800.000 Kilo Äpfel erntet Georg in einem durchschnittlichen Jahr. Heuer nicht. „Bei den Äpfels sind drei Viertel hin, beim Rest muss sich erst zeigen, ob das noch was wird,“ berichtet Georg. Selbst wenn Äpfel am Baum bleiben: Wenn der Apfel beschädigt ist, lässt er sich nicht mehr als Tafelobst verkaufen. Dafür reicht ein unregelmäßiger Wuchs oder eine Schadstelle mit mehr als einem Quadratmillimeter Größe – oder auch eine zu blasse Farbe. Was den strengen Kriterien der Lebensmittelmärkte nicht entspricht, ist Industrieobst. Dafür gibt’s dann nochmal weniger Geld.

Keine Ernte, keine Arbeit?

Den Rest des Jahres auf die faule Haut legen, weil die Ernte eh nichts wird – das kann sich kein Bauer leisten. Die Anlagen müssen genauso gepflegt werden wie sonst auch. Pflanzenschutz und Pflegemaßnahmen müssen weiterlaufen. Passiert das nicht, können sich Pilz- und Bakterienkrankheiten in der Anlage ausbreiten.
== == ==
● **Aufgaben**:
a - Beantworte bitte diese Fragen zum Text über die Apfelernte:
(i) Wie viele Kilo Äpfel erntet Georg in einem durchschnittlichen Jahr?
(ii) Ab welcher Größe macht eine Schadstelle einen Apfel unverkäuflich als Tafelobst?
(iii) Was kann sich in der Anlage ausbreiten, wenn Pflanzenschutz und Pflegemaßnahmen nicht weiterlaufen?
b - Schreib den Abschnitt des Textes über die Apfelernte zwischen „800.000 Kilo Äpfel“ und „Ernte, keine Arbeit?“ einschließlich ab und ersetze darin „Georg“ durch „der Landwirt“.
== == ==
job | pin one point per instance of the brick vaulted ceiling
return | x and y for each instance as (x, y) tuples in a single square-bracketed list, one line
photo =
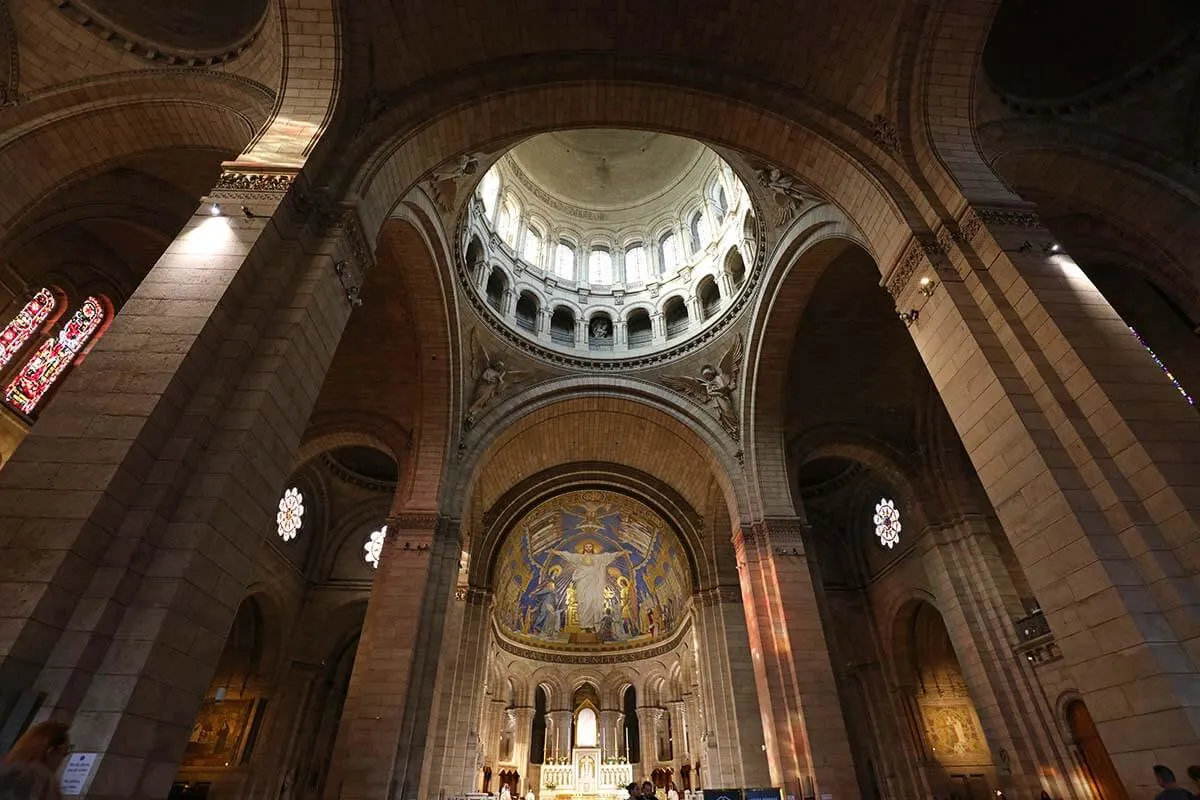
[(827, 48)]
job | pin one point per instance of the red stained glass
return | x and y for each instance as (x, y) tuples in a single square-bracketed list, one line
[(51, 360), (25, 324)]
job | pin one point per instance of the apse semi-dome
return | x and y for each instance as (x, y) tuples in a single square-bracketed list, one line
[(605, 247), (591, 571)]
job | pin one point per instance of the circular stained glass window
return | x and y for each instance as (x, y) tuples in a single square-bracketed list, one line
[(291, 515), (373, 547), (887, 523)]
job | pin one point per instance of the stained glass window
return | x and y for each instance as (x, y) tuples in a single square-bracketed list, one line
[(533, 246), (669, 254), (635, 264), (489, 191), (600, 266), (53, 359), (291, 515), (25, 324), (373, 547), (564, 260), (1175, 382), (887, 523)]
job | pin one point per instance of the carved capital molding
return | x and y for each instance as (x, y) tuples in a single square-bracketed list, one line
[(245, 184), (921, 251), (718, 596), (352, 270), (885, 133)]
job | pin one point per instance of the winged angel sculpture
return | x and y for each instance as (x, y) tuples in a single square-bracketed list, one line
[(490, 379), (715, 386)]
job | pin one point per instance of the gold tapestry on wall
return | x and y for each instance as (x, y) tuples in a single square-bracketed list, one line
[(953, 731), (219, 731)]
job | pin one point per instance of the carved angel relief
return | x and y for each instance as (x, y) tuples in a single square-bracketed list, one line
[(717, 386), (791, 194), (491, 378), (444, 181)]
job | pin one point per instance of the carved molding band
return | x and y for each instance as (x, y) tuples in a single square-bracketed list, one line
[(917, 252), (249, 185), (718, 596)]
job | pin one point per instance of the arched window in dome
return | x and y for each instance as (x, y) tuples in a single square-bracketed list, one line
[(533, 246), (699, 229), (564, 260), (635, 264), (639, 329), (709, 298), (490, 192), (22, 328), (718, 198), (669, 253), (676, 316), (54, 356), (600, 266), (887, 522), (509, 222), (372, 548), (289, 517)]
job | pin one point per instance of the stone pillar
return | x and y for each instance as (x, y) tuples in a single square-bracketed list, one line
[(610, 734), (562, 721), (732, 737), (522, 737), (1078, 438), (385, 722), (456, 751), (647, 734), (678, 734), (805, 728), (124, 572)]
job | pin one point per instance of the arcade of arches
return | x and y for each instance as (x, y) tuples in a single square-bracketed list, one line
[(407, 400)]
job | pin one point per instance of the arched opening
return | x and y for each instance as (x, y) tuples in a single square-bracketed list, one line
[(227, 726), (709, 298), (959, 757), (736, 268), (600, 332), (527, 311), (676, 316), (1101, 773), (633, 738), (639, 329), (538, 735), (562, 326), (497, 287)]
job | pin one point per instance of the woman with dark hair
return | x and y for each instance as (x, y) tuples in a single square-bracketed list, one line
[(28, 771)]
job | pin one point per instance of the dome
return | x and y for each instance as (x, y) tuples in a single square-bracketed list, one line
[(591, 571), (609, 246)]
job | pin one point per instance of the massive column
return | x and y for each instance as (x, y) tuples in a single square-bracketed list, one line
[(732, 737), (125, 515), (807, 733), (385, 723), (1087, 453)]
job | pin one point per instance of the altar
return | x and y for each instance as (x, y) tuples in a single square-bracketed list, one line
[(586, 774)]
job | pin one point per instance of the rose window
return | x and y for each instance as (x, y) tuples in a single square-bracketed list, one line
[(291, 515), (887, 523)]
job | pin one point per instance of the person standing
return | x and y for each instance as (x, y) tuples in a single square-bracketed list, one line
[(1171, 791), (30, 769)]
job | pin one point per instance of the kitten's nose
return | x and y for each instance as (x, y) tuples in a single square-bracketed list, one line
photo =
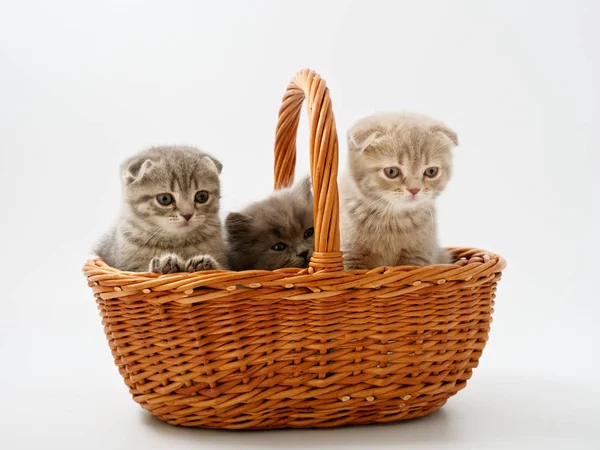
[(304, 255)]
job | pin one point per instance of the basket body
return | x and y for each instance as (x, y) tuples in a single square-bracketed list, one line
[(294, 349), (317, 347)]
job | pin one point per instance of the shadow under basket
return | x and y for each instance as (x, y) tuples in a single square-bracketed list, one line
[(299, 348)]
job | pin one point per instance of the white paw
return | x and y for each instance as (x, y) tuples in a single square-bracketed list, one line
[(201, 262)]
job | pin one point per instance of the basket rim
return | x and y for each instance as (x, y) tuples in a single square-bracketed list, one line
[(183, 287)]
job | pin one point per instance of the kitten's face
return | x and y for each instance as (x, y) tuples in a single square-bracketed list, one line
[(402, 167), (174, 191), (275, 233)]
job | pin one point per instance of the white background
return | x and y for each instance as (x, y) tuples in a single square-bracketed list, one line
[(83, 85)]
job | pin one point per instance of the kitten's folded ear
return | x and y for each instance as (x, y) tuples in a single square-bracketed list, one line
[(237, 223), (449, 133), (135, 169), (213, 162), (361, 135)]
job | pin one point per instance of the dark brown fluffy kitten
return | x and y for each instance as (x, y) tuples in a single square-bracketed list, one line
[(274, 233)]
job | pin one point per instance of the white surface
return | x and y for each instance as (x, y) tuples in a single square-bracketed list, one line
[(84, 85)]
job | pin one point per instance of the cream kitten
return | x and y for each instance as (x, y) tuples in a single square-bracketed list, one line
[(169, 219), (398, 165)]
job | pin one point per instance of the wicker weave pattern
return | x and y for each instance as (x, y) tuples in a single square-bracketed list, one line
[(317, 347)]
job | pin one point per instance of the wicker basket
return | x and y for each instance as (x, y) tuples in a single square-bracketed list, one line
[(317, 347)]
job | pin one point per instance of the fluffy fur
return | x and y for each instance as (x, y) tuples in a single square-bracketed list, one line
[(274, 233), (182, 234), (382, 222)]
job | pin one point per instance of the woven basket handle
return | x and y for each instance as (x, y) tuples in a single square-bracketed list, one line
[(323, 161)]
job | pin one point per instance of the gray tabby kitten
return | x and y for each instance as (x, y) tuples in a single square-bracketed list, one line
[(398, 165), (274, 233), (169, 219)]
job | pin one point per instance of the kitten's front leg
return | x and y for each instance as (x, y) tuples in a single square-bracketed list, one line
[(202, 262), (168, 263)]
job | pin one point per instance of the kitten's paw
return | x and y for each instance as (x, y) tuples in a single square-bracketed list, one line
[(202, 262), (169, 263)]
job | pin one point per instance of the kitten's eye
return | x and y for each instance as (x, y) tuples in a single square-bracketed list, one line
[(392, 172), (431, 172), (279, 247), (201, 196), (165, 199)]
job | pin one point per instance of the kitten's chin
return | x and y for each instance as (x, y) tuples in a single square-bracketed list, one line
[(410, 203)]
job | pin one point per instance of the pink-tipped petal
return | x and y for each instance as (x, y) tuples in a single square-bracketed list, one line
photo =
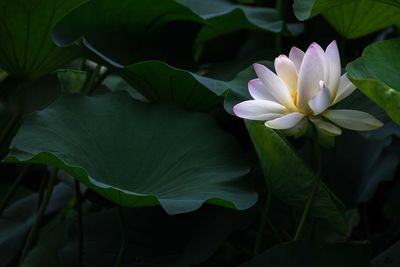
== == ==
● **Lösungen zur Übung**:
a -
(i) 800.000 Kilo
(ii) Bei mehr als einem Quadratmillimeter
(iii) Pilz- und Bakterienkrankheiten

b -
800.000 Kilo Äpfel erntet der Landwirt in einem durchschnittlichen Jahr. Heuer nicht. „Bei den Äpfels sind drei Viertel hin, beim Rest muss sich erst zeigen, ob das noch was wird,“ berichtet der Landwirt. Selbst wenn Äpfel am Baum bleiben: Wenn der Apfel beschädigt ist, lässt er sich nicht mehr als Tafelobst verkaufen. Dafür reicht ein unregelmäßiger Wuchs oder eine Schadstelle mit mehr als einem Quadratmillimeter Größe – oder auch eine zu blasse Farbe. Was den strengen Kriterien der Lebensmittelmärkte nicht entspricht, ist Industrieobst. Dafür gibt’s dann nochmal weniger Geld.

Keine Ernte, keine Arbeit?